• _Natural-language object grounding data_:
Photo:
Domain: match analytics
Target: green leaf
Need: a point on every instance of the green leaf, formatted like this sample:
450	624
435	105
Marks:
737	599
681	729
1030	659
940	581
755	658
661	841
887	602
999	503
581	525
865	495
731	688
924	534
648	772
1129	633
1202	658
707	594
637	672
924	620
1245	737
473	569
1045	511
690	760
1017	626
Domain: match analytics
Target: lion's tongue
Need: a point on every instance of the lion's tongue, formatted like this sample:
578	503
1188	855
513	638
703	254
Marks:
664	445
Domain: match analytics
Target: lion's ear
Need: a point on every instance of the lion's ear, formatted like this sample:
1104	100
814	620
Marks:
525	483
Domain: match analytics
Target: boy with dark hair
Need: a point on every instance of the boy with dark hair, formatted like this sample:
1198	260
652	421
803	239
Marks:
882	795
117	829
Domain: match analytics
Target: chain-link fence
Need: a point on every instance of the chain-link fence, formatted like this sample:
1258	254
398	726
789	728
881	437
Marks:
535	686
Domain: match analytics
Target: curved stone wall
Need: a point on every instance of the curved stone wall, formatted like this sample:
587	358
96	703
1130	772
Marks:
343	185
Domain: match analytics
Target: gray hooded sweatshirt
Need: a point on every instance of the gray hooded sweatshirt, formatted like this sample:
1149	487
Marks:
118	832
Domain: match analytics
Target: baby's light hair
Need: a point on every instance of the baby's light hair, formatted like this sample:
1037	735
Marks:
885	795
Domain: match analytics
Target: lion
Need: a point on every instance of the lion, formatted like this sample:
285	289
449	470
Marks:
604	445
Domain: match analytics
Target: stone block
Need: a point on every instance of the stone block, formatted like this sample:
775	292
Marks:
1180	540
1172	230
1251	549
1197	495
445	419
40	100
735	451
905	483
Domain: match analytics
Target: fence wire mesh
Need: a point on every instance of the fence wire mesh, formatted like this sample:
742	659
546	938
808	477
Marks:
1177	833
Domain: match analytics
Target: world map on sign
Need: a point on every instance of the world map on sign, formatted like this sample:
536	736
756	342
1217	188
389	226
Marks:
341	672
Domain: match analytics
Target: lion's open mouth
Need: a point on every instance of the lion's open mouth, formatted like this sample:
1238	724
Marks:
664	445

• _PROBLEM TO SOLVE_: Write the number of lines in the data above that contain the word "mesh", and add nothing to it.

• _EXERCISE RESULT_: 2